EXTRACT TO READ:
>>>

The Peril and Promise of Christian Liberty: Richard Hooker, the Puritans, and Protestant Political Theology (Emory University Studies in Law and Religion
How do Christians determine when to obey God even if that means disobeying other people? In this book W. Bradford Littlejohn addresses that question as he unpacks the magisterial political-theological work of Richard Hooker, a leading figure in the sixteenth-century English Reformation.
Littlejohn shows how Martin Luther and other Reformers considered Christian liberty to be compatible with considerable civil authority over the church, but he also analyzes the ambiguities and tensions of that relationship and how it helped provoke the Puritan movement. The heart of the book examines how, according to Richard Hooker, certain forms of Puritan legalism posed a much greater threat to Christian liberty than did meddling monarchs. In expounding Hooker's remarkable attempt to offer a balanced synthesis of liberty and authority in church, state, and conscience, Littlejohn draws out pertinent implications for Christian liberty and politics today.
Wow. Just wow. I got to proof and index this book, but upon a re-read I have to say this is THE best academic book, even better than Planet Narnia. Since it is very academic and most of my friends won't read it, consider this review to be the two minute version. Okay, it's the fifteen minute version. Okay, the half-hour version; I didn't have time to write a shorter review.
The book begins with Luther's famous "here I stand" speech, and shows how many eminent historians have pointed to this moment and, indeed, to the Reformation as planting the seeds of liberal societies (i.e. societies which tolerated people of minority religions, different beliefs, and so on). Freedom of conscience, according to many, translated from Luther down into freedom of belief, action, and values. Hence, Luther and the Reformers father, however inconsistently, of liberalism. However, contrary to this Littlejohn highlights how the reformers were very wary of this transfer from "spiritual liberty" to "political liberty" and some Protestants, namely the Puritans,* took Luther's liberty of conscience in a very different direction and wanted the freedom, not only to do what they wanted, but to obey the Bible, whatever the cost. Naturally such Biblicism is not very popular but occasionally a Paul Hill decides to kill an abortion doctor or John Brown decides to slaughter slave owners because their conscience forbids inaction.

<<<

INFORMATION SHOWN:
>>>

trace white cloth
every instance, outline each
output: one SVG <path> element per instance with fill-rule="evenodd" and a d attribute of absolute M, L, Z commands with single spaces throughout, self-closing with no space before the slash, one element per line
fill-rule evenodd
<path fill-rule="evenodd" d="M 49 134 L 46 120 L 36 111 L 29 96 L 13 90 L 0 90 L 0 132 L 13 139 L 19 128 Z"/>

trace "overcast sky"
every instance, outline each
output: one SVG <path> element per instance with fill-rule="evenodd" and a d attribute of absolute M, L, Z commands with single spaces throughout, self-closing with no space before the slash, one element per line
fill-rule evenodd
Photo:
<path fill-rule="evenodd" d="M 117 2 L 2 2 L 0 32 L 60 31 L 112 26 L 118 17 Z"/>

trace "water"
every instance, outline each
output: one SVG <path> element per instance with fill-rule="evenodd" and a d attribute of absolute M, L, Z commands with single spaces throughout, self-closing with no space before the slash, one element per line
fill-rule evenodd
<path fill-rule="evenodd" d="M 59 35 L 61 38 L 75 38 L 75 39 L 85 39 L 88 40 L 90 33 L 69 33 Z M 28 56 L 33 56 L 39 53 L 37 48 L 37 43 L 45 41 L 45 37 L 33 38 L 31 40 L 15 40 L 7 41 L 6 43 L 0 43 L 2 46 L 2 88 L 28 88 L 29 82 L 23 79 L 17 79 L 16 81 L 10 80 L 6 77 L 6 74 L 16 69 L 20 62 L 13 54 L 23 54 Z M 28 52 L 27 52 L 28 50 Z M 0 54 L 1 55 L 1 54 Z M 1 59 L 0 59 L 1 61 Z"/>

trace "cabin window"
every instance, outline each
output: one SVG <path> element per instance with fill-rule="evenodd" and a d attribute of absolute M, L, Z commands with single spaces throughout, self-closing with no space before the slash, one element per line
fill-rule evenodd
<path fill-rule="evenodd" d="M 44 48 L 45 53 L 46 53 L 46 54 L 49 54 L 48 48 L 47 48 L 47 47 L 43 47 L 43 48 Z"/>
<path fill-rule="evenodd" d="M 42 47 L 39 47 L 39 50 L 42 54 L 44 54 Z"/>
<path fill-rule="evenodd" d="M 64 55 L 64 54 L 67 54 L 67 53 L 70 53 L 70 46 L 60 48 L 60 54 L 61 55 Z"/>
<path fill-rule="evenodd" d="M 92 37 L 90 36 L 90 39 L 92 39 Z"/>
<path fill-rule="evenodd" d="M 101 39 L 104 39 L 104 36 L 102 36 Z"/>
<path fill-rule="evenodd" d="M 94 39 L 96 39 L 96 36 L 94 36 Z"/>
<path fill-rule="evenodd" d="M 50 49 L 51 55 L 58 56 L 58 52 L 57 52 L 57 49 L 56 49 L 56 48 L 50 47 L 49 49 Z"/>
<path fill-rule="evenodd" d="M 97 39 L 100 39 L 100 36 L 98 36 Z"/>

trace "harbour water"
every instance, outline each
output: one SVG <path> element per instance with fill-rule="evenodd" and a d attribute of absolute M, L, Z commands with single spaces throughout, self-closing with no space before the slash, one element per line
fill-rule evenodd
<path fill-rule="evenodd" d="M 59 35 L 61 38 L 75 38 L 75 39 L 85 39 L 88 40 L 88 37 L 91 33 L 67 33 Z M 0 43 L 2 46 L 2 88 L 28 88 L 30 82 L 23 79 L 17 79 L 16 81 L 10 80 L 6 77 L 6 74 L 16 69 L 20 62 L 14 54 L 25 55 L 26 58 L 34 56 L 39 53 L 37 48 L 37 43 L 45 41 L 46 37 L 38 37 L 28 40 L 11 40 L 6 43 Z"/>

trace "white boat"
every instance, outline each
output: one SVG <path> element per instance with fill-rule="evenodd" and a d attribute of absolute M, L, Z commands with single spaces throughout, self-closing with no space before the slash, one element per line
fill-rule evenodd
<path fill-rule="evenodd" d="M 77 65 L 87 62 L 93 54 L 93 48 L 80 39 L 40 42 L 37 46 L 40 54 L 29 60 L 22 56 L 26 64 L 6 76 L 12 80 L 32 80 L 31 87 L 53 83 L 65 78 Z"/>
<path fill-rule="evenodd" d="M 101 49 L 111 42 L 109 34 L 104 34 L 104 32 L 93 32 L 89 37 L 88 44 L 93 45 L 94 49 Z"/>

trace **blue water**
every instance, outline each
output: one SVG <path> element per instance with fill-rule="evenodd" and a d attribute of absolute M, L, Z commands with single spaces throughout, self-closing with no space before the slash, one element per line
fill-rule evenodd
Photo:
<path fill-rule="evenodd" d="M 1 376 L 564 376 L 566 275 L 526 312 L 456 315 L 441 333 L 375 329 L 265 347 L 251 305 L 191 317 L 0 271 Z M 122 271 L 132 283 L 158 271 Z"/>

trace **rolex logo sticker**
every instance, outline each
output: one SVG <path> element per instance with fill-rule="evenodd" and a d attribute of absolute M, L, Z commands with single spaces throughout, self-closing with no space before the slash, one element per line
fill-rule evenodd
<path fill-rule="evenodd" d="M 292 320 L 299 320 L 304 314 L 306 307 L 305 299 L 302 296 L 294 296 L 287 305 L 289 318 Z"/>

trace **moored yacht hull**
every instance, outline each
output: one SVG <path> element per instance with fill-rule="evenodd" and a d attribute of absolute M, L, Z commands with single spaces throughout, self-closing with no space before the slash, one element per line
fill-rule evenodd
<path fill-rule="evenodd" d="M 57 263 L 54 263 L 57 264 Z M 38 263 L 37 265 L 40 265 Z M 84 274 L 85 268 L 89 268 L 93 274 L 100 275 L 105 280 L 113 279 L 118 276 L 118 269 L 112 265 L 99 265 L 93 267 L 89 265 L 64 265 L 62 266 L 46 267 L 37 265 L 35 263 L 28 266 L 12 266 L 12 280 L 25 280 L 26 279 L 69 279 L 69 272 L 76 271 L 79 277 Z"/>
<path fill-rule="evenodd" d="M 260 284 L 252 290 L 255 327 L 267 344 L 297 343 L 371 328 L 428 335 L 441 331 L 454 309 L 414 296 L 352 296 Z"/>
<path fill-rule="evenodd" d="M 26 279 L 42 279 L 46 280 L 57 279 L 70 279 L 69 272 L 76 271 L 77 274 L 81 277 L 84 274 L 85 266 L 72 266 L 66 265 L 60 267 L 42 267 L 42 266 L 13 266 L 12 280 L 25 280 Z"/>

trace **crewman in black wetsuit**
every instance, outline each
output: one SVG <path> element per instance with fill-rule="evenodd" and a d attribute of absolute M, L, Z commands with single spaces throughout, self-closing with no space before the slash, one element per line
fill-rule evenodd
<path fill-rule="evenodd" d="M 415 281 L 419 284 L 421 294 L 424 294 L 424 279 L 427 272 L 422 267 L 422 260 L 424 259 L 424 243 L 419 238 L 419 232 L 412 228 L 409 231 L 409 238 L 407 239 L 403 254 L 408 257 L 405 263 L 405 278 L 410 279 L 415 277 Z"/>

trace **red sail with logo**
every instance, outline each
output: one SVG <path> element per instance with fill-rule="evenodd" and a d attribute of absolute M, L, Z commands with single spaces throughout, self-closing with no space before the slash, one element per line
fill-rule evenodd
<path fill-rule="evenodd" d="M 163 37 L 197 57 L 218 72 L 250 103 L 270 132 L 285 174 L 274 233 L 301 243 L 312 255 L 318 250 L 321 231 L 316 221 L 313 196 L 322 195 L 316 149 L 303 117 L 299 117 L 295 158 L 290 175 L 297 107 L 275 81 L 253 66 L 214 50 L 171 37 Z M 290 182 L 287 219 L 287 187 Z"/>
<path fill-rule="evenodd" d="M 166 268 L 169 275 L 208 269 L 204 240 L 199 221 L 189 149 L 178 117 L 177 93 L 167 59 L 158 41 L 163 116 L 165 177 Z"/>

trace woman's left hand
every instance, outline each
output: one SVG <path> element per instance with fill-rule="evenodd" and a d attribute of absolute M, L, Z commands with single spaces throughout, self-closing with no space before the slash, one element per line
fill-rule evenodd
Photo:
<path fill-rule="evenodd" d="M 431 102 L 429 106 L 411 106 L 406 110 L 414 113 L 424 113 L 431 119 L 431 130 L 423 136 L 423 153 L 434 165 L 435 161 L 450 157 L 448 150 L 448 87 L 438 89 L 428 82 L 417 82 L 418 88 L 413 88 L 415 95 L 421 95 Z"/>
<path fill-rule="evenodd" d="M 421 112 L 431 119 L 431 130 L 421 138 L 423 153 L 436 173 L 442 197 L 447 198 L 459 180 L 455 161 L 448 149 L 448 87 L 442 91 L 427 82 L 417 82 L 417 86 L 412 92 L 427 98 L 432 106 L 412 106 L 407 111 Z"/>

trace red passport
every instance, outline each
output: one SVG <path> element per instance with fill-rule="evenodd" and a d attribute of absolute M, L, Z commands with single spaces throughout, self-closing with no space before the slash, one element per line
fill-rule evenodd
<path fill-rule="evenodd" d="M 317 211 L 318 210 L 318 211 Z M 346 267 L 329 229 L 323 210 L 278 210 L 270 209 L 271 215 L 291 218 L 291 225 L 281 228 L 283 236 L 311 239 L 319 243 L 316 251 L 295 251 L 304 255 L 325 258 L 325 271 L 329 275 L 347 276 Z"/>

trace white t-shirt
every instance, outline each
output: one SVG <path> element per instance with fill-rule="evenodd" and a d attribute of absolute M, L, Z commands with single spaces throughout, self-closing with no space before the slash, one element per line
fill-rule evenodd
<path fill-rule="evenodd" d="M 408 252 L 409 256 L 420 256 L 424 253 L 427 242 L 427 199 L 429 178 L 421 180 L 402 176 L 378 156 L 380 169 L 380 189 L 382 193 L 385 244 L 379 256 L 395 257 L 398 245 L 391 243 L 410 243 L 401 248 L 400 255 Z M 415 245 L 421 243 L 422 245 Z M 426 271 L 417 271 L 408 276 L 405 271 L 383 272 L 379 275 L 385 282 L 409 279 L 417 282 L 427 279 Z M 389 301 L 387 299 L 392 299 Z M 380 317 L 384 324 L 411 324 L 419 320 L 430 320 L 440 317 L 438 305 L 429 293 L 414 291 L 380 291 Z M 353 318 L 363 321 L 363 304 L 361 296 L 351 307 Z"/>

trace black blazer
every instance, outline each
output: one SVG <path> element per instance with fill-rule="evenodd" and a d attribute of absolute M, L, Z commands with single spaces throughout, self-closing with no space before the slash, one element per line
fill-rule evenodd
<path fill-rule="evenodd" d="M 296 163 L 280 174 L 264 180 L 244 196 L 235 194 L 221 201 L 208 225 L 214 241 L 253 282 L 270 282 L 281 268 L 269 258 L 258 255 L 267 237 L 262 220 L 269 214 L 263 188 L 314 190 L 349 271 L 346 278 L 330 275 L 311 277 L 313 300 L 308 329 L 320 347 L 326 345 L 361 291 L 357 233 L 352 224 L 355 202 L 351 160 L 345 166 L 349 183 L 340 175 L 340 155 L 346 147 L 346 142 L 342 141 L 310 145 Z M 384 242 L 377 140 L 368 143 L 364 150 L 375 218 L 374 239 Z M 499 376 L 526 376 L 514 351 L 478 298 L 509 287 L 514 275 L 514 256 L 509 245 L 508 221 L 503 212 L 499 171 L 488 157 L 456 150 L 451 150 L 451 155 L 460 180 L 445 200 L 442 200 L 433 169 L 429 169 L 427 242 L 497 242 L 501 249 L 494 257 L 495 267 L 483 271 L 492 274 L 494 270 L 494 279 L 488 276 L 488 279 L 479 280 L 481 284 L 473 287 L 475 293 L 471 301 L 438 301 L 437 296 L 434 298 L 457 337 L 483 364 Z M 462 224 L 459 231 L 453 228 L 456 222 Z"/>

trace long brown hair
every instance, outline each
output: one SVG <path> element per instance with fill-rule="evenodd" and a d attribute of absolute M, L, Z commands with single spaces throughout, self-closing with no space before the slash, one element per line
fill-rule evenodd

<<<

Reproduce part of the text on Richard Hooker and Christian liberty, beginning at the words "The Peril and" and stopping after "sixteenth-century English Reformation.". The lines play no part in this work.

FINAL ANSWER:
The Peril and Promise of Christian Liberty: Richard Hooker, the Puritans, and Protestant Political Theology (Emory University Studies in Law and Religion
How do Christians determine when to obey God even if that means disobeying other people? In this book W. Bradford Littlejohn addresses that question as he unpacks the magisterial political-theological work of Richard Hooker, a leading figure in the sixteenth-century English Reformation.